◆ What is asked
From the data below, return each line containing the word "parked", copied in full.

◆ Exercise data
════════════════════
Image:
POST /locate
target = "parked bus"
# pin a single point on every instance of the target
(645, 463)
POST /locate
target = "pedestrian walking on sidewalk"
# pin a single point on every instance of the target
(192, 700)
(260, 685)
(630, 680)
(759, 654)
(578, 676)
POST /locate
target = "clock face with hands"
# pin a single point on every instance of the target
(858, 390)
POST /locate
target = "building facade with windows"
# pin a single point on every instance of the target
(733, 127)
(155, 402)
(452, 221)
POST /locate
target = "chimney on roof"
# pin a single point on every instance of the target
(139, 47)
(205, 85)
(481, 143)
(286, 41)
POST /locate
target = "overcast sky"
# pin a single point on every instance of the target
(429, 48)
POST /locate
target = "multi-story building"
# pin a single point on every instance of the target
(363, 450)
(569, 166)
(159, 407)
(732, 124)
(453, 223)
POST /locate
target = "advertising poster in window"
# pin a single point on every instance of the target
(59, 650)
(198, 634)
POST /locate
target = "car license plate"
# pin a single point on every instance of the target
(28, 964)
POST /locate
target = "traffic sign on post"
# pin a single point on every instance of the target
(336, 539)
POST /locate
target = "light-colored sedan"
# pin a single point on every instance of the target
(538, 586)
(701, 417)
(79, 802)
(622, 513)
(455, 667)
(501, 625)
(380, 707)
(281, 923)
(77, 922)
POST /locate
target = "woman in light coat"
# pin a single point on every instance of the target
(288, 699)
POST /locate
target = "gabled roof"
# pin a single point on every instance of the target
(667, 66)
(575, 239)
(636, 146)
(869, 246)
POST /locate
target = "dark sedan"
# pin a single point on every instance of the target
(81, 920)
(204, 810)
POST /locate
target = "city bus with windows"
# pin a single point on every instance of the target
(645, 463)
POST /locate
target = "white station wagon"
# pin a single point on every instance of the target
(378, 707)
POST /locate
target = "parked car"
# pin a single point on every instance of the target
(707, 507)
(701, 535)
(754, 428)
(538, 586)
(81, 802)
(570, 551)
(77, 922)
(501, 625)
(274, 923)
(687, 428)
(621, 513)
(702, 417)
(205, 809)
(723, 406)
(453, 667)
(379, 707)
════════════════════
◆ Result for this task
target = "parked bus"
target = "parked car"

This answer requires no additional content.